### Exercise requirements
Reproduce only the records from the line with "Put a pin on every instance of the red" to the line with "x=417 y=134", swapping "yellow helmet" for "orange helmet" and leaving everything else unchanged.

#####

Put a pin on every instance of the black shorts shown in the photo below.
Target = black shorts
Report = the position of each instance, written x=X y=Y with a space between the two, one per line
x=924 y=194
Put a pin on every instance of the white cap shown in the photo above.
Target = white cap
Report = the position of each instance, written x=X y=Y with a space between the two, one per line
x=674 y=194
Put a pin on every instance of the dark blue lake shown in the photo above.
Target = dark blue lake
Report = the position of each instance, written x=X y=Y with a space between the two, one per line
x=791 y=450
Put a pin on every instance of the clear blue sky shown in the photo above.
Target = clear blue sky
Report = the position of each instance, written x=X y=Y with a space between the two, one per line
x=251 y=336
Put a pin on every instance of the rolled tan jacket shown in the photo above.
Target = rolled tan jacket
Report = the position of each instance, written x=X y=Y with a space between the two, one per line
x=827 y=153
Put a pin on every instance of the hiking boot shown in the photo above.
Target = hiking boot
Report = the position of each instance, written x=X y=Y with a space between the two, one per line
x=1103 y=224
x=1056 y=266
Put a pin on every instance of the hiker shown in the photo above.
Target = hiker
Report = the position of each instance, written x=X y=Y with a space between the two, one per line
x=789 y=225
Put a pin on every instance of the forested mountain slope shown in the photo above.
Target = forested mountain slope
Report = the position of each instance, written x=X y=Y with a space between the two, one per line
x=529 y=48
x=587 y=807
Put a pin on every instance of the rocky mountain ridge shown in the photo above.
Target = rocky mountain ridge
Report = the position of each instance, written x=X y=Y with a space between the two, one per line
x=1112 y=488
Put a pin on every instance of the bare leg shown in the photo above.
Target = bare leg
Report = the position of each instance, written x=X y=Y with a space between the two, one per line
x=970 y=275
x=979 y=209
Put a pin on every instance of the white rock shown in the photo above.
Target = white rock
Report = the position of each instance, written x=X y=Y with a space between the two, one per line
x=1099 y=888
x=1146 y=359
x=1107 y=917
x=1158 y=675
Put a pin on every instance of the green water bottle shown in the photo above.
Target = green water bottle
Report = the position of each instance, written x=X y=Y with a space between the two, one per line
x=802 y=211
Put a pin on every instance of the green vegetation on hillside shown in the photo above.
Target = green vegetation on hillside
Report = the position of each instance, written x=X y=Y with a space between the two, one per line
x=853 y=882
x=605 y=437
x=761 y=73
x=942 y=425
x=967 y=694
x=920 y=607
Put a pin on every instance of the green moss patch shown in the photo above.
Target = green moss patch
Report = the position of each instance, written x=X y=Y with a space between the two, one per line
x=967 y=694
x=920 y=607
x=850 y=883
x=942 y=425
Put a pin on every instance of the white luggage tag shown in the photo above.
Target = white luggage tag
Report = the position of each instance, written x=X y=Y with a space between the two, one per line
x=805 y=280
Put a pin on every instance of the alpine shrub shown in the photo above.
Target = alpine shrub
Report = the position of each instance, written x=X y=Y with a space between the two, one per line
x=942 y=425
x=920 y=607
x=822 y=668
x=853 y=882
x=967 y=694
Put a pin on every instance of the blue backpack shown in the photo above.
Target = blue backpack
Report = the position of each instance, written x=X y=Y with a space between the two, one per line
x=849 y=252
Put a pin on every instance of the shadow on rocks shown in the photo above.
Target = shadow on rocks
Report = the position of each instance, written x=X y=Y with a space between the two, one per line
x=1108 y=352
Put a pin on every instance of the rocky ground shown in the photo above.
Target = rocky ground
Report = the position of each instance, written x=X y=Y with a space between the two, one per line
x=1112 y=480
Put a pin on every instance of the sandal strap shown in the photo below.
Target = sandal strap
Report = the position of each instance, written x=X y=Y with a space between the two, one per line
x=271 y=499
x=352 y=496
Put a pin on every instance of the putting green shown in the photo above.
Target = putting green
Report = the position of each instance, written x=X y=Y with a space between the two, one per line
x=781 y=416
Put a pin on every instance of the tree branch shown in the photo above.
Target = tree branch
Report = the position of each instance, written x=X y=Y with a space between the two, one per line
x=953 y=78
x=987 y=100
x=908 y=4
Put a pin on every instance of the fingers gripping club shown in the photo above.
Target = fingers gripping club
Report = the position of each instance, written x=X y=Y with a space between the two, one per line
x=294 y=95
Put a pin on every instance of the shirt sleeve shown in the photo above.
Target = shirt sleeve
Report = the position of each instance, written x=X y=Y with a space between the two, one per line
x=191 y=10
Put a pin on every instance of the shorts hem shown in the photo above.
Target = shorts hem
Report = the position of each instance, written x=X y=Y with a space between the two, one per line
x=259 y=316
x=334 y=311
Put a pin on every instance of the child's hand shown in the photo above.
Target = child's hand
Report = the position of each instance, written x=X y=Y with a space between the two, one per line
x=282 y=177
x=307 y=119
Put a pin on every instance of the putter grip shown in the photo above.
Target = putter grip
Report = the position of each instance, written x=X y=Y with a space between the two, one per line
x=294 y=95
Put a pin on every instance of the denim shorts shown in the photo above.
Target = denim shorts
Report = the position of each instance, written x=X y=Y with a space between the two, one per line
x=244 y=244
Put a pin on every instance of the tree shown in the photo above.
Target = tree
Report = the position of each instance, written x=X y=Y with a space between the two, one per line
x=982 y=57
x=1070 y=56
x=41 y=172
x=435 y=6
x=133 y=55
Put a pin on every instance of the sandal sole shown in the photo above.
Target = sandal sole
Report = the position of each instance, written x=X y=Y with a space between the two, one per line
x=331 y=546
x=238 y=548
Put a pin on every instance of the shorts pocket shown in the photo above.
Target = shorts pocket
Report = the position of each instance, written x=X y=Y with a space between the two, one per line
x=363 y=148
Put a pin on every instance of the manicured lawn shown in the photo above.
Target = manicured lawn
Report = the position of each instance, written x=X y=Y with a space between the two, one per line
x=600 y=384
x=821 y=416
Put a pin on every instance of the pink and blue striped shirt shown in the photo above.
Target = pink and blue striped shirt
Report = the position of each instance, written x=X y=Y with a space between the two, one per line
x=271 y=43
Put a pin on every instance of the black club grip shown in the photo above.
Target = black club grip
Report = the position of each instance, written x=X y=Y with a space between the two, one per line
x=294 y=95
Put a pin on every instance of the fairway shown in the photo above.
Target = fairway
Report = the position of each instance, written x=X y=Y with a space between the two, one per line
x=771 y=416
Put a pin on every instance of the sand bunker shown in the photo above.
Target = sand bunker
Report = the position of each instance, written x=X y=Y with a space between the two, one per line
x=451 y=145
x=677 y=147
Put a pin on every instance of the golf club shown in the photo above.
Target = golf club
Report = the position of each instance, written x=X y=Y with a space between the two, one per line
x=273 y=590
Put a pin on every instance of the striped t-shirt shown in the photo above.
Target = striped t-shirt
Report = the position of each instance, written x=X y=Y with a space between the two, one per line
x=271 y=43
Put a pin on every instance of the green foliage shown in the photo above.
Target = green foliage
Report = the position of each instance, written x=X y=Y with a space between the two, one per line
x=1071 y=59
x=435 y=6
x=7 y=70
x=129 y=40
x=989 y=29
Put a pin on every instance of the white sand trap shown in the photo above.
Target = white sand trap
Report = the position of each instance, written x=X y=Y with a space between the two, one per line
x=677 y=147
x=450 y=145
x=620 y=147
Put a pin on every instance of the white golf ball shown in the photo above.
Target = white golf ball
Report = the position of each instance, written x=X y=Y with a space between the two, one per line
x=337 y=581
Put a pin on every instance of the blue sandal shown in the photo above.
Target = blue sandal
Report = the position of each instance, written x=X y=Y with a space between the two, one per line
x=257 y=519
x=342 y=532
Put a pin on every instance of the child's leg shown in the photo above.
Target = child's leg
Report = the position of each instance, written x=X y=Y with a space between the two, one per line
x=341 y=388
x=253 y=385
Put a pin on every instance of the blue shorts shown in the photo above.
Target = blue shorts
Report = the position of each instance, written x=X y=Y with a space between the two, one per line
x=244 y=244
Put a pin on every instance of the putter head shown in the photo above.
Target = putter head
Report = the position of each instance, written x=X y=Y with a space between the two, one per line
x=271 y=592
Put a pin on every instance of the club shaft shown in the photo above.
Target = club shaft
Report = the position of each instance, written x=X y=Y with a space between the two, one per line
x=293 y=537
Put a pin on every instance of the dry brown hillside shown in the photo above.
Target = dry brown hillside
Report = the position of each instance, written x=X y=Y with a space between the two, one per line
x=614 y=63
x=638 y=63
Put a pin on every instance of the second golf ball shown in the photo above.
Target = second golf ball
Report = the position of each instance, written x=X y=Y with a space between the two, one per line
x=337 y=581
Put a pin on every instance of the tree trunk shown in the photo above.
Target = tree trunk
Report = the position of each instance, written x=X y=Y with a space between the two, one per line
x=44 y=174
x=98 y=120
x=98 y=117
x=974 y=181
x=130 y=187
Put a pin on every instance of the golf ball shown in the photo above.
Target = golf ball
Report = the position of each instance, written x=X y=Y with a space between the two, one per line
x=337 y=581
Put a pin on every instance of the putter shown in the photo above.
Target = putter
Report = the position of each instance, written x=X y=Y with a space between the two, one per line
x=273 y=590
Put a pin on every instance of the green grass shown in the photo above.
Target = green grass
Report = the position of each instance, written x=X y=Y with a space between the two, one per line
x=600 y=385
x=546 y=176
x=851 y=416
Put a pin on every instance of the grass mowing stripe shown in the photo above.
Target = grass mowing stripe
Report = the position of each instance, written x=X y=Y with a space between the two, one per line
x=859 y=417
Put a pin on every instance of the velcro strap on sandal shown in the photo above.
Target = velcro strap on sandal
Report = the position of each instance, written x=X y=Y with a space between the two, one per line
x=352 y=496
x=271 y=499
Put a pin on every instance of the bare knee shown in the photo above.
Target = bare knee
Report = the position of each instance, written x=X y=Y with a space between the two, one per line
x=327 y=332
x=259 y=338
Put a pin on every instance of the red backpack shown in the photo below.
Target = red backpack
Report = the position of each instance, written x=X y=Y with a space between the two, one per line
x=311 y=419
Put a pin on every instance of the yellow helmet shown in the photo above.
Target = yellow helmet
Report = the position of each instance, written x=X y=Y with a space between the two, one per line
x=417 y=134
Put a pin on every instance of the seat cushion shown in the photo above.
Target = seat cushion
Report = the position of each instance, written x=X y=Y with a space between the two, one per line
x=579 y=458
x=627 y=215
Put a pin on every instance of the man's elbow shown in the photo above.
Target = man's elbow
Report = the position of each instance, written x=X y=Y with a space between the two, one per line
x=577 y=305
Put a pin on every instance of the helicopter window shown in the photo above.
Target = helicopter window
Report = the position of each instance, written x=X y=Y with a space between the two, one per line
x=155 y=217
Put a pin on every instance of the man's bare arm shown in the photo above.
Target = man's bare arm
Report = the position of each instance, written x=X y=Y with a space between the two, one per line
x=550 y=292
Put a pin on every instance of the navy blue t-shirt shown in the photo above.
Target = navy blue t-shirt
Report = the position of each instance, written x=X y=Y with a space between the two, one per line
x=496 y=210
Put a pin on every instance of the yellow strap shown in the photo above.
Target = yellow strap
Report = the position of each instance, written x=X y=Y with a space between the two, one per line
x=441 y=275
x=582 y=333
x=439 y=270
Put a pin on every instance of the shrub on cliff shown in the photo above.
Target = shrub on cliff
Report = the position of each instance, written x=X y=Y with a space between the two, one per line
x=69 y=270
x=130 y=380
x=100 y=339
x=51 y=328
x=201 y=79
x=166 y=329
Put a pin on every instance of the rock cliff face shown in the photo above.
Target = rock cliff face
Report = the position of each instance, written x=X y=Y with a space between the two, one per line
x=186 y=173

#####

### Answer to this problem
Put a pin on every instance of the red backpack shown in the photo below.
Target = red backpack
Report = the position of each instance, written x=X y=Y with a space between the two, one per line
x=311 y=419
Put a pin on every instance of the orange helmet shown in the photo above.
Target = orange helmet
Report = the position of each instance, written x=X y=Y with a space between the two, one per line
x=417 y=134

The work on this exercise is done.